#### DATA

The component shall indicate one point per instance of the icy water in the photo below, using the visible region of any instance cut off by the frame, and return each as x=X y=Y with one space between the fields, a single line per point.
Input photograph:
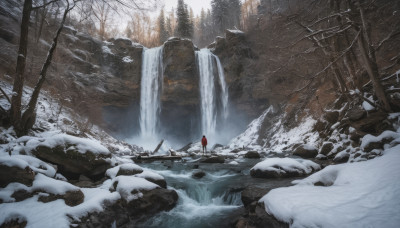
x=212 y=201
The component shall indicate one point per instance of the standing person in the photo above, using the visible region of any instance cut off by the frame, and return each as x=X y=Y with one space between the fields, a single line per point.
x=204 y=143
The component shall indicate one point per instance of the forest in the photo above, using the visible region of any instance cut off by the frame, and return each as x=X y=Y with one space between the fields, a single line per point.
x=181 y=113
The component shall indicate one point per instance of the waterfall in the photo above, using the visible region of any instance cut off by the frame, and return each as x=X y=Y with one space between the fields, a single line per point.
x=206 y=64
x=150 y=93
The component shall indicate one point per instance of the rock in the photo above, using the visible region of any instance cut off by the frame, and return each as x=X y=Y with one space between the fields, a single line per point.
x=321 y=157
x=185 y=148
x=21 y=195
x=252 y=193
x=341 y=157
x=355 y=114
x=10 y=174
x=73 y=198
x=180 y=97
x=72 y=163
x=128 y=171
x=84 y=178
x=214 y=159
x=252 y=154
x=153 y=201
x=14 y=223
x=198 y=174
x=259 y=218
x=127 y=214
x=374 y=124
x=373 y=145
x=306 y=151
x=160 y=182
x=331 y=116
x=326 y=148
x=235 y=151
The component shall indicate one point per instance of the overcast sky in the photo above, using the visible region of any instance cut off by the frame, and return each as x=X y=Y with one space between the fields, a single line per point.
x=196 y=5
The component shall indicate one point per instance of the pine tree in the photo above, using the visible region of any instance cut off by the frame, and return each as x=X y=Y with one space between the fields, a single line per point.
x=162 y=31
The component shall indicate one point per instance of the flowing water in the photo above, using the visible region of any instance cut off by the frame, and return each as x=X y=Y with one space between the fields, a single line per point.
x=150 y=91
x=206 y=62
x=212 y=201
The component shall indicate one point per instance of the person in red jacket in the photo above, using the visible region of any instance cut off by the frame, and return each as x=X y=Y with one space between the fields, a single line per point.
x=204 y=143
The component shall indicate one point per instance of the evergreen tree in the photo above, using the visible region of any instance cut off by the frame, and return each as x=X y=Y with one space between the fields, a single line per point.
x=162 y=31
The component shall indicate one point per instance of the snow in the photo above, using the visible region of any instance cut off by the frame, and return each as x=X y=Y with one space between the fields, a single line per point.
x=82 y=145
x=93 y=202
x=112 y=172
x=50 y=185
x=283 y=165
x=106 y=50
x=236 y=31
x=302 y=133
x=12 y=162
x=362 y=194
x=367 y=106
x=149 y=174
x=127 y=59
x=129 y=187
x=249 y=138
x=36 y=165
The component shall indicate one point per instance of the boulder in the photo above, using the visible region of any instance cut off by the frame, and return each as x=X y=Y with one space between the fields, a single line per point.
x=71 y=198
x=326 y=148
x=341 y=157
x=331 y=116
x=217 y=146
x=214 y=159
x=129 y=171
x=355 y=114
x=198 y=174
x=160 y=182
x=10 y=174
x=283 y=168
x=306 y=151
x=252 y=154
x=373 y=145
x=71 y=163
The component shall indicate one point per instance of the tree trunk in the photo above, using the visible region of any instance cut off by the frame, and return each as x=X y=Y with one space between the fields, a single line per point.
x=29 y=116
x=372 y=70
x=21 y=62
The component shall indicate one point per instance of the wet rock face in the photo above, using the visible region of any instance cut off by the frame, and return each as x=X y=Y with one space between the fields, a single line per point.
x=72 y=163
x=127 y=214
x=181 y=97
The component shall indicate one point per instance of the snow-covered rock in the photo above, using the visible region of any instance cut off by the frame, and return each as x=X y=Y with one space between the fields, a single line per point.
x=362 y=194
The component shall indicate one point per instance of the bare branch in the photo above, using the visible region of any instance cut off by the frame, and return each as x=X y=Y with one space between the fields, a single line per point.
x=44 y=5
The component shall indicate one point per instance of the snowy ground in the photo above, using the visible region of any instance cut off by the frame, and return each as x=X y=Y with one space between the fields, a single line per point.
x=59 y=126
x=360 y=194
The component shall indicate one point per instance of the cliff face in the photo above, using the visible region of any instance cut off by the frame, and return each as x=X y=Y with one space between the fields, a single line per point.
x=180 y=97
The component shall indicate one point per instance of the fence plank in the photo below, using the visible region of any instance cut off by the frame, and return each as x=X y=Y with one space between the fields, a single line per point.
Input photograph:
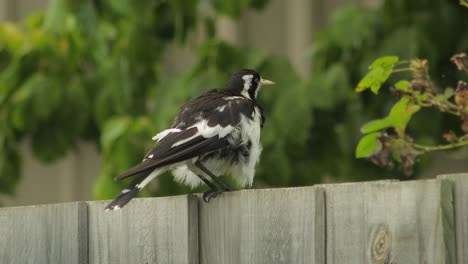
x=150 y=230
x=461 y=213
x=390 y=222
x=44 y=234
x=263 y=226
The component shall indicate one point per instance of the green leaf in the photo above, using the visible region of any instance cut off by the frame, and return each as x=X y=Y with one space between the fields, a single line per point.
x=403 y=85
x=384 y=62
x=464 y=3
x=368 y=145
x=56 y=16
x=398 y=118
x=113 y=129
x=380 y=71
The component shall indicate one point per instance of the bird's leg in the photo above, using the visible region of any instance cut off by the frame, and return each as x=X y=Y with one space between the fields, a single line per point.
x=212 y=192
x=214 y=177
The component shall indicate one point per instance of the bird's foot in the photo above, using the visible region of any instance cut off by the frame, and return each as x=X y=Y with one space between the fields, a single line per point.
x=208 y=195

########

WHAT TO WORK ON: Lay out the records above as a numbered list, one line per item, skipping blank lines and leaving out the pictures.

ANSWER IN FULL:
1. The component shall indicate one point per instance of the icy water in the photo below, using the visible region of any instance cut off by the frame, and return each as x=X y=Y with one space between the fields, a single line per point.
2. Input photograph:
3. x=212 y=201
4. The component shall indicate one point per instance of the standing person in the photo above, using the visible region of any instance cut off by the frame, and return each as x=X y=Y with one space between the fields, a single line per point.
5. x=204 y=143
6. The component shall indicate one point per instance of the forest in the photo above, using the visible region of any instance cut off by the frame, and return each as x=X y=Y with one space between the fields, a single line per point.
7. x=181 y=113
8. The component shall indicate one point per instance of the waterfall in the photo above, using the visible region of any instance cut off by the frame, and return each as x=X y=Y with one space between the fields, a single line per point.
9. x=206 y=64
10. x=150 y=93
11. The component shall indicate one point per instance of the rock in the photo above, using the visible region of any instance cut off by the frame, and return each as x=X y=Y with one space between the fields, a single line per point.
12. x=321 y=157
13. x=185 y=148
14. x=21 y=195
15. x=252 y=193
16. x=341 y=157
17. x=355 y=114
18. x=10 y=174
19. x=73 y=198
20. x=180 y=97
21. x=72 y=163
22. x=128 y=171
23. x=84 y=178
24. x=214 y=159
25. x=252 y=154
26. x=153 y=201
27. x=14 y=223
28. x=198 y=174
29. x=259 y=218
30. x=127 y=214
31. x=374 y=124
32. x=373 y=145
33. x=306 y=151
34. x=160 y=182
35. x=331 y=116
36. x=326 y=148
37. x=235 y=151
38. The component shall indicate one point per instance of the overcast sky in the photo above, using the visible region of any instance cut off by the frame, and return each as x=X y=Y with one space between the fields, a single line per point.
39. x=196 y=5
40. The component shall indicate one point per instance of the pine tree in the photo above, using the visible region of any instance cut off by the frame, and return each as x=X y=Y with one space between the fields, a single line per point.
41. x=162 y=31
42. The component shall indicate one point per instance of the flowing water in the photo above, using the visible region of any instance cut off by the frame, and return each as x=X y=Y with one space between the fields, a single line per point.
43. x=150 y=91
44. x=206 y=62
45. x=212 y=201
46. The component shall indicate one point per instance of the person in red jacket in the photo above, using the visible region of any instance cut off by the frame, and return each as x=X y=Y with one space between the fields, a single line per point.
47. x=204 y=143
48. The component shall indicate one point per instance of the evergreen tree in the photo above, using the visible region of any instance cut off by the frame, and return each as x=X y=Y with one space between the fields, a single line per point.
49. x=162 y=31
50. The component shall indicate one point per instance of the snow in the photo above, using the visible region of any instance cut off by the frame, and return each as x=X y=Y with one space between the fields, a single line per point.
51. x=82 y=145
52. x=93 y=202
53. x=112 y=172
54. x=50 y=185
55. x=283 y=165
56. x=106 y=50
57. x=236 y=31
58. x=302 y=133
59. x=12 y=162
60. x=362 y=194
61. x=367 y=106
62. x=149 y=174
63. x=127 y=59
64. x=129 y=187
65. x=249 y=138
66. x=36 y=165
67. The component shall indicate one point per instance of the boulder in the photo above, using the visible region of any instance cut off by the frame, and return each as x=X y=Y with one space between the fields, a single line per point.
68. x=71 y=198
69. x=326 y=148
70. x=341 y=157
71. x=331 y=116
72. x=217 y=146
73. x=214 y=159
74. x=129 y=171
75. x=355 y=114
76. x=198 y=174
77. x=160 y=182
78. x=10 y=174
79. x=283 y=168
80. x=306 y=151
81. x=252 y=154
82. x=373 y=145
83. x=71 y=163
84. The component shall indicate one point per instance of the tree trunk in the photo above, using the visible region of any instance cut off by the frame, and return each as x=X y=Y with one space between the fields, a single line per point.
85. x=29 y=116
86. x=372 y=70
87. x=21 y=62
88. The component shall indicate one point per instance of the wet rock face in the photo above, using the visible region of any instance cut off by the frame, and return each as x=X y=Y with one space between the fields, a single line per point.
89. x=72 y=163
90. x=127 y=214
91. x=181 y=97
92. The component shall indicate one point per instance of the snow-covered rock in the photo above, using the visible region of any instance cut off by the frame, and return each as x=X y=Y with one space between the fields, a single line per point.
93. x=362 y=194
94. The component shall indicate one point per instance of the bare branch in the photo above, using the visible region of any instance cut off by the frame, and return each as x=X y=Y with one space between the fields, a single line per point.
95. x=44 y=5
96. The component shall indicate one point per instance of the snowy ground in the photo above, using the visible region of any instance cut off by the frame, and return each as x=X y=Y with one space between the fields, a single line per point.
97. x=59 y=126
98. x=360 y=194
99. The component shall indicate one point per instance of the cliff face in the photo above, using the visible region of any instance cut off by the frame, and return each as x=X y=Y with one space between the fields, a single line per point.
100. x=180 y=97
101. The component shall indicate one point per instance of the fence plank in the photo below, using the visible region of any instance cut off by the frame, and return each as x=X y=Y with one space between the fields, a single line per point.
102. Input photograph:
103. x=150 y=230
104. x=461 y=213
105. x=390 y=222
106. x=44 y=234
107. x=263 y=226
108. The component shall indicate one point per instance of the green leaf in the photo above, using the visible region of any instance cut off by the frame, and return each as x=X y=Y with one space between the fields, a single line per point.
109. x=403 y=85
110. x=384 y=62
111. x=464 y=3
112. x=368 y=145
113. x=56 y=16
114. x=398 y=118
115. x=113 y=129
116. x=380 y=71
117. The component shall indicate one point per instance of the bird's leg in the photo above, using the visible region of any instance cut off by the frame, and return each as x=X y=Y with one space between the fields, a single line per point.
118. x=212 y=192
119. x=214 y=177
120. The component shall indicate one point per instance of the bird's foot in the photo above, using the visible region of any instance cut off by the frame, and return each as x=X y=Y with one space between the fields, a single line per point.
121. x=208 y=195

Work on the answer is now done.